Reproduce word for word the line that contains "Run detection for: distant church spire" and every line after it to the end of the records, with nothing else added.

[[ Source information, beginning ]]

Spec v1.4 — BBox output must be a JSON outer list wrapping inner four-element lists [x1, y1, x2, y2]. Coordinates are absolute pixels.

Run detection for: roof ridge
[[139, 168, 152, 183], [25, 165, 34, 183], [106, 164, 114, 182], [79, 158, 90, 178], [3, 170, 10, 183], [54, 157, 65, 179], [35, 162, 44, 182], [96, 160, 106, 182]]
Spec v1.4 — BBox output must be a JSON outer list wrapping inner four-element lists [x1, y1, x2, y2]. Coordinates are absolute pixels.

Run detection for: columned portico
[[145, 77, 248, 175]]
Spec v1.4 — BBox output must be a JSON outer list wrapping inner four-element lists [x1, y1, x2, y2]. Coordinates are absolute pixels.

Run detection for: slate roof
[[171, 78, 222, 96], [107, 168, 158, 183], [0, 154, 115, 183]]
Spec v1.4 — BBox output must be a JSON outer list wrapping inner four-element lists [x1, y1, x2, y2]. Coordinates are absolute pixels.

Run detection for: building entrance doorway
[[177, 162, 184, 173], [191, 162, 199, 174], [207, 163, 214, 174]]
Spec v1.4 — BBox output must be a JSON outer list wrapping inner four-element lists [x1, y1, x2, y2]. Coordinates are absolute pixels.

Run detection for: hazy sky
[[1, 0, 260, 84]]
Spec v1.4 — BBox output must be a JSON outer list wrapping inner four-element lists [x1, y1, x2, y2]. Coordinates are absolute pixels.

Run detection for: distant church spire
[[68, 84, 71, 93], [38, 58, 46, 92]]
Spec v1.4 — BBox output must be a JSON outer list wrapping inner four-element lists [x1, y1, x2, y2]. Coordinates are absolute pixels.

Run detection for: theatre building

[[ Source information, end ]]

Solution to this exercise:
Run detection for: distant church spire
[[68, 84, 71, 93], [38, 58, 46, 92]]
Spec v1.4 — BBox output must be a JSON outer list wrapping inner four-element lists [x1, y1, x2, y2]. Coordinates are absolute pixels.

Run detection for: theatre building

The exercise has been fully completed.